## Begin
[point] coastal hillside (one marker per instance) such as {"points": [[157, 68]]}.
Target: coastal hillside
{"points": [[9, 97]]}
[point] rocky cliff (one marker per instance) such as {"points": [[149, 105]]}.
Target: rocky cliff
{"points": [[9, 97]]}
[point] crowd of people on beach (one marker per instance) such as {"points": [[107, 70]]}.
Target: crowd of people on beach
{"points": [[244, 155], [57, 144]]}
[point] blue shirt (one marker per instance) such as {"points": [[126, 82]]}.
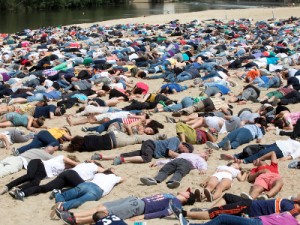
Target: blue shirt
{"points": [[224, 90], [111, 220], [44, 111], [157, 206], [254, 130], [162, 147], [52, 94], [174, 86]]}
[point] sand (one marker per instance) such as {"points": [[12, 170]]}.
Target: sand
{"points": [[36, 209]]}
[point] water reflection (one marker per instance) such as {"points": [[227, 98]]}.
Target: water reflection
{"points": [[12, 22]]}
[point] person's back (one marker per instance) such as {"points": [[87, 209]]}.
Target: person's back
{"points": [[162, 146], [267, 207], [157, 206], [278, 219]]}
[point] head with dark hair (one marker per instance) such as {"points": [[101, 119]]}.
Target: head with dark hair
{"points": [[164, 90], [260, 120], [280, 109], [138, 91], [106, 88], [38, 122], [278, 122], [76, 144], [155, 123], [141, 74], [108, 171]]}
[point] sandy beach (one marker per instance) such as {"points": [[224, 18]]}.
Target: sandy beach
{"points": [[36, 209]]}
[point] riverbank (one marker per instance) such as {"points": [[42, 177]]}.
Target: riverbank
{"points": [[36, 209], [255, 13]]}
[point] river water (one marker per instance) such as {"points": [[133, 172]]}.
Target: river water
{"points": [[16, 21]]}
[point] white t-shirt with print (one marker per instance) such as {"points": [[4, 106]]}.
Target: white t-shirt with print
{"points": [[106, 181], [54, 166], [86, 170]]}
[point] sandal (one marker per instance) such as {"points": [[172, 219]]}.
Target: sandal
{"points": [[148, 181], [208, 195], [173, 184], [226, 157]]}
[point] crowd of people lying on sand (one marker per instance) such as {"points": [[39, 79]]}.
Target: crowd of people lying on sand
{"points": [[46, 72]]}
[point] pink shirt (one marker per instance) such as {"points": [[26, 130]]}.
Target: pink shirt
{"points": [[143, 86], [292, 118], [279, 219]]}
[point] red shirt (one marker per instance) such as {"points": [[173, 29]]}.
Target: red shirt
{"points": [[272, 168]]}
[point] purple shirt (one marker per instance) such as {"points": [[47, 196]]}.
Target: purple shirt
{"points": [[278, 219]]}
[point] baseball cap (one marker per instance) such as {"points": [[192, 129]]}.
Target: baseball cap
{"points": [[193, 196], [189, 146]]}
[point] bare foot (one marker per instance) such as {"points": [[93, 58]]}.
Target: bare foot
{"points": [[226, 157], [69, 120]]}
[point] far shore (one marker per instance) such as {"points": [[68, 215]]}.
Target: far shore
{"points": [[227, 14]]}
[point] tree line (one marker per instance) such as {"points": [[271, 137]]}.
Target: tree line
{"points": [[53, 4]]}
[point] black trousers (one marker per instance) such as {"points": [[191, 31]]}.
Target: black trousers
{"points": [[35, 173], [291, 98], [68, 178], [292, 134], [178, 167], [146, 152]]}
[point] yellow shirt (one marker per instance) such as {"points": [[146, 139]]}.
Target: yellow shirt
{"points": [[57, 132]]}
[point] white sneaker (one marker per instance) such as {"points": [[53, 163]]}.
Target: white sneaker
{"points": [[3, 190], [277, 131], [212, 145], [263, 197], [246, 196]]}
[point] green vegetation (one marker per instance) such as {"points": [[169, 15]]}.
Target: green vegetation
{"points": [[53, 4]]}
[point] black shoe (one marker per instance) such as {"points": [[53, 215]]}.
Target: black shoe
{"points": [[19, 195], [174, 209], [53, 193], [199, 209], [68, 218], [182, 220]]}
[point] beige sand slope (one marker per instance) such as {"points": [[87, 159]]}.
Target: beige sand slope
{"points": [[36, 209]]}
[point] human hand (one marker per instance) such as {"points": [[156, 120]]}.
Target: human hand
{"points": [[202, 172], [135, 218]]}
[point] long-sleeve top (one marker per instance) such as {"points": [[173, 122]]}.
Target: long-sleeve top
{"points": [[157, 206], [289, 148], [195, 159]]}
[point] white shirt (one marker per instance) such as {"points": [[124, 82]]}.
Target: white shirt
{"points": [[289, 147], [106, 181], [54, 166], [235, 172], [86, 170]]}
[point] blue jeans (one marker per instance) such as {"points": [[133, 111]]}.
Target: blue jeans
{"points": [[75, 197], [266, 150], [273, 82], [210, 75], [42, 139], [237, 137], [231, 220], [183, 76], [185, 102], [99, 129]]}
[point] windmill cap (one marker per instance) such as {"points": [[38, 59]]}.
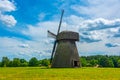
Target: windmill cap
{"points": [[68, 35]]}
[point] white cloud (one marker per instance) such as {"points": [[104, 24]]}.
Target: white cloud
{"points": [[8, 20], [7, 6], [99, 8]]}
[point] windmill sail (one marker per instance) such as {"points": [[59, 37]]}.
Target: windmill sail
{"points": [[54, 47], [50, 34]]}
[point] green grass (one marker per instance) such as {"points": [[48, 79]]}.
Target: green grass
{"points": [[36, 73]]}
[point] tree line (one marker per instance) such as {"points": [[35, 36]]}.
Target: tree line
{"points": [[16, 62], [85, 61]]}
## End
• Problem
Without the pictures, return all the records precisely as they stand.

• Exercise solution
[point] coastal hillside (one marker per instance) such as {"points": [[157, 68]]}.
Target: coastal hillside
{"points": [[9, 97]]}
[point] rocky cliff (one marker per instance) such as {"points": [[149, 105]]}.
Target: rocky cliff
{"points": [[9, 97]]}
[point] crowd of people on beach (one marker per instance) such as {"points": [[107, 70]]}.
Target: crowd of people on beach
{"points": [[244, 155], [57, 144]]}
[point] blue shirt (one marker per instance) such as {"points": [[126, 82]]}.
Target: blue shirt
{"points": [[224, 90], [111, 220], [44, 111], [157, 206], [254, 130], [162, 147], [52, 94], [174, 86]]}
[point] sand (one marker per instance) such as {"points": [[12, 170]]}.
Target: sand
{"points": [[36, 209]]}
[point] water reflection (one marker per instance) such as {"points": [[227, 98]]}.
Target: water reflection
{"points": [[12, 22]]}
[point] person's back (one marker per instance) such as {"points": [[87, 209]]}.
Target: person's back
{"points": [[162, 146], [267, 207], [157, 206], [278, 219]]}
[point] head with dark hair (one marker per instance) such as {"points": [[101, 119]]}.
Target: head with dark hair
{"points": [[164, 90], [260, 120], [280, 109], [138, 91], [106, 88], [38, 122], [278, 122], [76, 144], [155, 123], [141, 74], [108, 171]]}
[point] sandy beach (one marker per instance) such as {"points": [[224, 18]]}.
Target: sandy beach
{"points": [[36, 209]]}
[point] riverbank (one marker per instance) such as {"points": [[42, 177]]}.
Target: riverbank
{"points": [[36, 209], [255, 13]]}
[point] river water (one marker per instance) such as {"points": [[133, 172]]}.
Target: river water
{"points": [[16, 21]]}
[point] white t-shirt with print (one marker per instance) such as {"points": [[4, 106]]}.
Target: white t-shirt with print
{"points": [[106, 181], [54, 166], [86, 170]]}
[point] sandal (one marker per instance) such as {"points": [[172, 219]]}.
Target: sandal
{"points": [[148, 181], [208, 195], [173, 184], [226, 157]]}
[point] crowd of people lying on sand (one marker per instance) such as {"points": [[39, 79]]}.
Target: crowd of people lying on sand
{"points": [[46, 72]]}
[point] pink shirt (one marker per instance) such as {"points": [[26, 130]]}.
Target: pink shirt
{"points": [[143, 86], [292, 118], [279, 219]]}
[point] red shirt (one marker per instance) such as {"points": [[173, 29]]}.
Target: red shirt
{"points": [[272, 168]]}
[point] purple shirt (one marker per instance) such as {"points": [[47, 196]]}.
Target: purple shirt
{"points": [[278, 219]]}
[point] baseball cap (one marker per instance) such as {"points": [[192, 129]]}.
Target: baseball cap
{"points": [[193, 196], [189, 146]]}
[point] bare foot (one marker per instance) such as {"points": [[93, 58]]}.
Target: bare foot
{"points": [[226, 157], [69, 120]]}
[point] far shore (one marker per instance) such as {"points": [[68, 215]]}.
Target: far shore
{"points": [[227, 14]]}
[point] tree line (one marker per instance) such as {"points": [[271, 137]]}.
Target: tree line
{"points": [[53, 4]]}
[point] black trousers (one marker per instance) such as {"points": [[191, 31]]}.
Target: black trousers
{"points": [[35, 173], [291, 98], [68, 178], [292, 134], [178, 167], [146, 152]]}
[point] yellow shirt (one marker per instance) such as {"points": [[146, 139]]}.
Target: yellow shirt
{"points": [[57, 132]]}
[point] white sneaker (one marker per instance) such as {"points": [[53, 163]]}.
Target: white sneaker
{"points": [[3, 190], [277, 131], [212, 145], [263, 197], [246, 196]]}
[point] green vegetation (one marker per instance) such as {"points": [[169, 15]]}.
Target: green vegetation
{"points": [[53, 4]]}
[point] black shoe (one marker per instance) such as {"points": [[53, 215]]}.
Target: black shoe
{"points": [[19, 195], [174, 209], [53, 193], [199, 209], [68, 218], [182, 220]]}
[point] beige sand slope (one marker per instance) such as {"points": [[87, 159]]}.
Target: beige sand slope
{"points": [[36, 209]]}
[point] human hand (one marker per instance) such as {"points": [[156, 120]]}.
Target: human hand
{"points": [[202, 172], [135, 218]]}
[point] long-sleeve top (one marker per instance) such as {"points": [[173, 122]]}.
Target: long-sleeve top
{"points": [[157, 206], [289, 148], [195, 159]]}
[point] white shirt (one marker per instance) such as {"points": [[124, 82]]}.
Target: white shirt
{"points": [[289, 147], [106, 181], [54, 166], [235, 172], [86, 170]]}
[point] blue jeans (one marker per instance) such as {"points": [[133, 111]]}.
Target: blue jeans
{"points": [[75, 197], [266, 150], [273, 82], [210, 75], [42, 139], [237, 137], [231, 220], [183, 76], [185, 102], [99, 129]]}
[point] windmill cap (one marker per instance) such as {"points": [[38, 59]]}.
Target: windmill cap
{"points": [[68, 35]]}
[point] white cloud (one marker per instance) such as {"points": [[104, 24]]}.
Target: white cloud
{"points": [[8, 20], [7, 6], [99, 8]]}
[point] windmill sail (one marker per instance) such as {"points": [[59, 37]]}.
Target: windmill sail
{"points": [[54, 47], [50, 34]]}
[point] green grass (one marker per instance) such as {"points": [[48, 79]]}.
Target: green grass
{"points": [[36, 73]]}
[point] tree line (one marker per instance) such as {"points": [[35, 36]]}.
Target: tree line
{"points": [[16, 62], [85, 61]]}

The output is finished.